» SUPPLIED DATA
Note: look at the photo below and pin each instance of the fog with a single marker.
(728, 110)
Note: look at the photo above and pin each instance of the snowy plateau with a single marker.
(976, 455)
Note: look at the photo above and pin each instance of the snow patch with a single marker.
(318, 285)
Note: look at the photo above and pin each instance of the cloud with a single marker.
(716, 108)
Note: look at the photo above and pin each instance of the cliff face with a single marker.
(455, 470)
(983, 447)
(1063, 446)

==

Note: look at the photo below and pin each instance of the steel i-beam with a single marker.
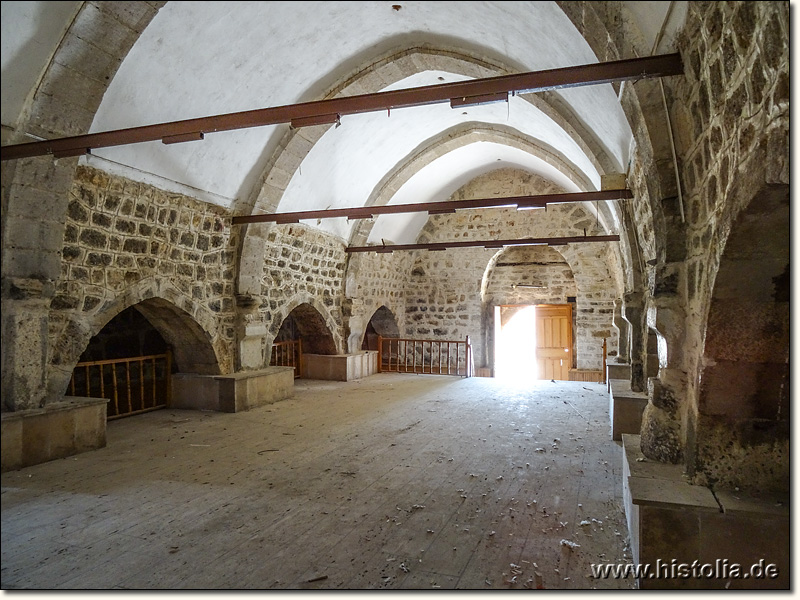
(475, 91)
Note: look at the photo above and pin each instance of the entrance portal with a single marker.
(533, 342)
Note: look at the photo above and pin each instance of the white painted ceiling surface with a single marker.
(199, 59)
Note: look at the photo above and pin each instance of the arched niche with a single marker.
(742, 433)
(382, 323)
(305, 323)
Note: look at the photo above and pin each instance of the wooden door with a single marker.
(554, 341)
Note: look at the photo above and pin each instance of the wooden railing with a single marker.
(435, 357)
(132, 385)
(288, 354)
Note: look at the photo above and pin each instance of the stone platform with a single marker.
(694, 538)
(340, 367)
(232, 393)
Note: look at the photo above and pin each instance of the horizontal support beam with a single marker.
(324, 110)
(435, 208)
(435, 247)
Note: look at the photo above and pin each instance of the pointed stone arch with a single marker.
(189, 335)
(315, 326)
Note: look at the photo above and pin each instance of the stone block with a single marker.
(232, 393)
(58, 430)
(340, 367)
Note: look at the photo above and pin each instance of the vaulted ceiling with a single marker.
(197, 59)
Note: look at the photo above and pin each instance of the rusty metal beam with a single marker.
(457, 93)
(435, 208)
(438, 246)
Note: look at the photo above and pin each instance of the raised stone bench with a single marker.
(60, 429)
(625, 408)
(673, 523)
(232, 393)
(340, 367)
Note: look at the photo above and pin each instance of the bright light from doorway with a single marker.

» TASK INSTRUCTIONS
Quote the data above from the line containing "ceiling with a single marker." to the line containing "doorway with a single marker.", inclusive, and stop.

» ANSWER TO THIS PROBLEM
Note: look at the photo above and pin each instance of the vaulted ceiling with a single marker.
(197, 59)
Note: look at the photo above and pin each instance of the rusty metal beam with a single marker.
(457, 93)
(435, 208)
(438, 246)
Note: look at the photo above and pin each instance of the raised stone bench with a single marker.
(60, 429)
(625, 408)
(673, 523)
(232, 393)
(340, 367)
Note: look at the photo above and pin each instance of the bright light from doorway with a single marker.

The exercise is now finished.